Requirement:
Set the listing down once more, exactly as given.

Records to process:
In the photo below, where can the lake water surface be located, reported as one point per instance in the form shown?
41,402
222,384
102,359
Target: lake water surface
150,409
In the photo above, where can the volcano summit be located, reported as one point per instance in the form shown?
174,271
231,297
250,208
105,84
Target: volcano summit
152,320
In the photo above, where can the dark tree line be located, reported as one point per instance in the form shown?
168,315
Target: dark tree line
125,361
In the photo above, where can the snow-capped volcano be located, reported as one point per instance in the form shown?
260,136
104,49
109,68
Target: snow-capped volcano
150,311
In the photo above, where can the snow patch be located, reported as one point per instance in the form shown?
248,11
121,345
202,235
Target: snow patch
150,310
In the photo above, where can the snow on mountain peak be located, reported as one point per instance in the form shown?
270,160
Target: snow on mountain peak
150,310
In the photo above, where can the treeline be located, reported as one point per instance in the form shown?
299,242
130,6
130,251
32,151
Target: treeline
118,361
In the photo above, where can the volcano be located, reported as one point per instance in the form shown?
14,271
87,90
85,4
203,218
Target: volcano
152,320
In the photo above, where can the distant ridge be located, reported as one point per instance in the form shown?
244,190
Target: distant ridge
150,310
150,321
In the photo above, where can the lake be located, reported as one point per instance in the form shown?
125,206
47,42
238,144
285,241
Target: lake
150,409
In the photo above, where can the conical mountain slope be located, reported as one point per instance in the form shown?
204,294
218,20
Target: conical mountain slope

Your response:
In the photo below, where can the lake water surface be located, reported as one point per instance in the form shown?
41,402
222,384
102,359
Target: lake water surface
150,409
In the photo above, where can the volcano summit be located, reported as one point per instance in the form shown?
174,271
231,297
250,208
105,84
Target: volcano summit
152,320
In the photo above, where can the dark tree line be located, reported as one point per instance in the form shown?
168,315
Target: dark tree line
125,361
In the photo above, where can the snow-capped volcano be located, reported as one point per instance in the form shown?
260,136
104,49
109,68
Target: snow-capped volcano
150,311
In the photo above, where can the snow patch be located, reported as one point per instance in the form shown?
248,11
121,345
202,235
Target: snow patch
150,310
In the photo above, where can the snow on mountain peak be located, reported as one point per instance in the form shown?
270,160
Target: snow on mountain peak
150,310
In the photo above, where can the treeline be located, reported as one point per instance in the form shown?
299,242
130,6
130,251
32,151
Target: treeline
118,361
In the photo above, where can the volcano be located, reported as one point per instance in the form shown?
14,271
87,90
85,4
203,218
Target: volcano
152,320
In the photo above, where can the distant ridge be located, reported as one point per instance in the form shown?
244,190
Target: distant ridge
150,310
150,321
In the photo above, where can the lake be located, reported as one point per instance in the form shown?
125,206
47,42
238,144
285,241
Target: lake
150,409
In the photo above, where can the conical mountain slope be located, reported as one point per instance in the form shown?
204,294
218,20
Target: conical mountain slope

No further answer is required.